## EXERCISE REQUIREMENTS
The records follow. Print, word for word, the first line through the "Target: bird's tail" line.

STUDY MATERIAL START

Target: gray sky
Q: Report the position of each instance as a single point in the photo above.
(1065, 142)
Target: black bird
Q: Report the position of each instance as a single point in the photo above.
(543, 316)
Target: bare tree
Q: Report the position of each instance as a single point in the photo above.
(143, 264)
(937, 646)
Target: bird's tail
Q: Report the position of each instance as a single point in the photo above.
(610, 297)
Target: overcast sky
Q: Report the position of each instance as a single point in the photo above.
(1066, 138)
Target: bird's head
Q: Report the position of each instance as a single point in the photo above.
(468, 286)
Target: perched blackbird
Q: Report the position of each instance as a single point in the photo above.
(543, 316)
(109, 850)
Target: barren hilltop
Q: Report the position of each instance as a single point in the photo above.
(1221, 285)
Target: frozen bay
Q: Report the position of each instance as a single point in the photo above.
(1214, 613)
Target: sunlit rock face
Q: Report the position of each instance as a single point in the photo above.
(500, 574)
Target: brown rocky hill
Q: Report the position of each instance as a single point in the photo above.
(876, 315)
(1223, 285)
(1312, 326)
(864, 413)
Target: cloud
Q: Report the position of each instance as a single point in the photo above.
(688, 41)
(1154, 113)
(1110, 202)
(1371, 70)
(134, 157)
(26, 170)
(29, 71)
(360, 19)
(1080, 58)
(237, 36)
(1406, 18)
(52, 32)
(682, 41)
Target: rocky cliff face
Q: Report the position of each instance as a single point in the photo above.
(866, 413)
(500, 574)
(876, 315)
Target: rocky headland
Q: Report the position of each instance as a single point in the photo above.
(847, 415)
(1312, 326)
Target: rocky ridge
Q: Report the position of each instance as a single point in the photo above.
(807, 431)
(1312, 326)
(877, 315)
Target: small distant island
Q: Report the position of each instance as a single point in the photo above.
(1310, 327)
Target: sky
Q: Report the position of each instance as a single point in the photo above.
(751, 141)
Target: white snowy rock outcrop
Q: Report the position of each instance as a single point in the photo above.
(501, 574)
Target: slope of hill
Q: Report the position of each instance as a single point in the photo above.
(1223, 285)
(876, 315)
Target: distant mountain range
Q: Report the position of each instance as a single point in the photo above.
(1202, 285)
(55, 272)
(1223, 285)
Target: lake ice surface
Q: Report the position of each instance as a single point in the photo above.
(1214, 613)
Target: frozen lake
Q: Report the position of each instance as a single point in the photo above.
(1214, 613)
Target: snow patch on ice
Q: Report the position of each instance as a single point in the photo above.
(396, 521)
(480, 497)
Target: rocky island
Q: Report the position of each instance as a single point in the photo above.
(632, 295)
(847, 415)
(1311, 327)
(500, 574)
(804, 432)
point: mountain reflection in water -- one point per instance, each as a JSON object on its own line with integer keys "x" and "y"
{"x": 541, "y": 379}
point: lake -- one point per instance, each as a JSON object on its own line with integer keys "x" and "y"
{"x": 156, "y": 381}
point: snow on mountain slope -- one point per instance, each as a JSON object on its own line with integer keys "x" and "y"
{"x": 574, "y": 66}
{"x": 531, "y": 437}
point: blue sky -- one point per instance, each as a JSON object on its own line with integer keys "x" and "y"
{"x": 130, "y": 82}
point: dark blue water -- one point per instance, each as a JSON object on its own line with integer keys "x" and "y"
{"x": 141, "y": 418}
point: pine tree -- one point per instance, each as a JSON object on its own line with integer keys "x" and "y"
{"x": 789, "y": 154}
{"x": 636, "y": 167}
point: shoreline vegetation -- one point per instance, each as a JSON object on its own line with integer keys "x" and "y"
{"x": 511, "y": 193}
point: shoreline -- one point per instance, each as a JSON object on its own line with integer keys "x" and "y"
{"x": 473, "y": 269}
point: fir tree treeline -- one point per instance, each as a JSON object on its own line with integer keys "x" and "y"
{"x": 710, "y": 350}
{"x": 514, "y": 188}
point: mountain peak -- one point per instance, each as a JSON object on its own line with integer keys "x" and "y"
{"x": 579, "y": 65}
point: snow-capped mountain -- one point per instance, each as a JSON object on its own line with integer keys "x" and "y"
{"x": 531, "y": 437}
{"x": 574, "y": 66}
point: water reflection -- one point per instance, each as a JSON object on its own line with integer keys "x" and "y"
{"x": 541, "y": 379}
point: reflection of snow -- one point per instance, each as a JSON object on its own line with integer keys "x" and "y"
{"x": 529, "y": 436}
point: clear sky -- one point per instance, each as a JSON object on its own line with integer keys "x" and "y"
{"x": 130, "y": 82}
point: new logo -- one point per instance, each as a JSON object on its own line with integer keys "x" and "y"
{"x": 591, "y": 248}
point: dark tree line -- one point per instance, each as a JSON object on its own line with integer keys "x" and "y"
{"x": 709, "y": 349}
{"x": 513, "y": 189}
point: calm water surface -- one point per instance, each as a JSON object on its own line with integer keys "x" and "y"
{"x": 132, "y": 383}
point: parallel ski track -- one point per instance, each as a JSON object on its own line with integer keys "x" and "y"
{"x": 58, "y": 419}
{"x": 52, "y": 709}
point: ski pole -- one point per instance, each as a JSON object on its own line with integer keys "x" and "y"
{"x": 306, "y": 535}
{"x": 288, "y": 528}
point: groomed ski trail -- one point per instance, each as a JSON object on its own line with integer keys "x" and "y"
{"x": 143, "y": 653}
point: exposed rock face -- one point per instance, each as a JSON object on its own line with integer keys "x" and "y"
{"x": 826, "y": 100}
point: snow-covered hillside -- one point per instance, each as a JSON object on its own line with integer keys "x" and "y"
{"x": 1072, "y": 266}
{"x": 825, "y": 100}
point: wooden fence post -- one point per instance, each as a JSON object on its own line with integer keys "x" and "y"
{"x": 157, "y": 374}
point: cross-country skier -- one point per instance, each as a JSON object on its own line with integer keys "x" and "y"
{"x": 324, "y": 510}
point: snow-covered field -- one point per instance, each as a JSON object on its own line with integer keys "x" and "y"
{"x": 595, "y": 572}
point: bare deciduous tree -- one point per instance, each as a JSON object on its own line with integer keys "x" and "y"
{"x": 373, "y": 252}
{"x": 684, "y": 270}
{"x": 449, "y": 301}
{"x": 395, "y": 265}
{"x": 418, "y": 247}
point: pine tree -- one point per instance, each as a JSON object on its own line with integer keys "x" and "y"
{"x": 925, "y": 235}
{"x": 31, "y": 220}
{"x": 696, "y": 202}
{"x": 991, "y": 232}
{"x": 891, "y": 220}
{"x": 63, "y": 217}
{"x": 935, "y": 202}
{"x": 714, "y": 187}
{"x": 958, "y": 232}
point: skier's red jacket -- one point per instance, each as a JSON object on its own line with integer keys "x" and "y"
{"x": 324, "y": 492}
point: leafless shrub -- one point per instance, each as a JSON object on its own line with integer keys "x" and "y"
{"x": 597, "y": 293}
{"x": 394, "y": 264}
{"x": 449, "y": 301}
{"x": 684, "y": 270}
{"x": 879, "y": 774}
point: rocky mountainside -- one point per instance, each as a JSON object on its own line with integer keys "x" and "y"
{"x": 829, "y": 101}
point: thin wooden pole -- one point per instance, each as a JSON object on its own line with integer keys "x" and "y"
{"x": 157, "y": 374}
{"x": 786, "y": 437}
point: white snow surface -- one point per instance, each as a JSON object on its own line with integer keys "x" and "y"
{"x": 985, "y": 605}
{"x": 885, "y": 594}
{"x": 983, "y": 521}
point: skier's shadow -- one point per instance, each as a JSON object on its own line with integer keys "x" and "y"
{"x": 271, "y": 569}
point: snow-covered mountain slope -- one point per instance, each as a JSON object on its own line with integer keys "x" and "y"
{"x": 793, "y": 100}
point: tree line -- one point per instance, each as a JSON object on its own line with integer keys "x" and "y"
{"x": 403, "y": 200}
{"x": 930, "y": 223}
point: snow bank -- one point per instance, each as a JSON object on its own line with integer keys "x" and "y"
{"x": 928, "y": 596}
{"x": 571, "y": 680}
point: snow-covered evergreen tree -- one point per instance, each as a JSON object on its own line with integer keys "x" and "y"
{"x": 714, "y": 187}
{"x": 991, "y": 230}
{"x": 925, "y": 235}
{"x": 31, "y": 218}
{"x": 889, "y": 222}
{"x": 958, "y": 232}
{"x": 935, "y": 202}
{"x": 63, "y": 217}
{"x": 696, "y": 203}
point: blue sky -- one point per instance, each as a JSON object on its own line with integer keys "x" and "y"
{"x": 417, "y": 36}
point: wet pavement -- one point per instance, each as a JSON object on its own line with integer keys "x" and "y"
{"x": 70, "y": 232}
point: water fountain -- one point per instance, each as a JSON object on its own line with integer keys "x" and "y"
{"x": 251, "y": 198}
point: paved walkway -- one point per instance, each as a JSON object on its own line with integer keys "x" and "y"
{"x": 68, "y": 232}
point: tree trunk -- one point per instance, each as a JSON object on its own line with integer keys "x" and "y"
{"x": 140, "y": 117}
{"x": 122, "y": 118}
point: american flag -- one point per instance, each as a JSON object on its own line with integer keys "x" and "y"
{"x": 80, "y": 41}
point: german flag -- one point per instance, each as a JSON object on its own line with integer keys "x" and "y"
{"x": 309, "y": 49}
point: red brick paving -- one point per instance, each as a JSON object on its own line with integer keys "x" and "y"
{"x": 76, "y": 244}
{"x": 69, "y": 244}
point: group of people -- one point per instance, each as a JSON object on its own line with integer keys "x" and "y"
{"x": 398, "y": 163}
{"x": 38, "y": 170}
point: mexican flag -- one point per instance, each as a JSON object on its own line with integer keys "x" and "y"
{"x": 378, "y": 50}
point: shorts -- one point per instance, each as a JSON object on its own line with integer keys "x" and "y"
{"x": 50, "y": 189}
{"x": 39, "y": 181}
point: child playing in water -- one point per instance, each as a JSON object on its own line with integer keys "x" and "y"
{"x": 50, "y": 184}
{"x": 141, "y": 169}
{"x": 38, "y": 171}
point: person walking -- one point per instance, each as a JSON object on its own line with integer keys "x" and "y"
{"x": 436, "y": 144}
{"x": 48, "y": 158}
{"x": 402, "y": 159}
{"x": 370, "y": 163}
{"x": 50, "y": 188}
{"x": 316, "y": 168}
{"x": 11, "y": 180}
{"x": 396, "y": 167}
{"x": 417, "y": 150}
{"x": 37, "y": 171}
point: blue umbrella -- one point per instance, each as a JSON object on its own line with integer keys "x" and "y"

STUDY MATERIAL END

## EXPECTED ANSWER
Target: gray sky
Q: Report the position of each instance as a single point in the photo above.
(1065, 142)
Target: black bird
Q: Report the position of each instance as a single point in the photo above.
(543, 316)
Target: bare tree
Q: Report the position of each instance as a single point in the photo above.
(143, 264)
(937, 646)
Target: bird's tail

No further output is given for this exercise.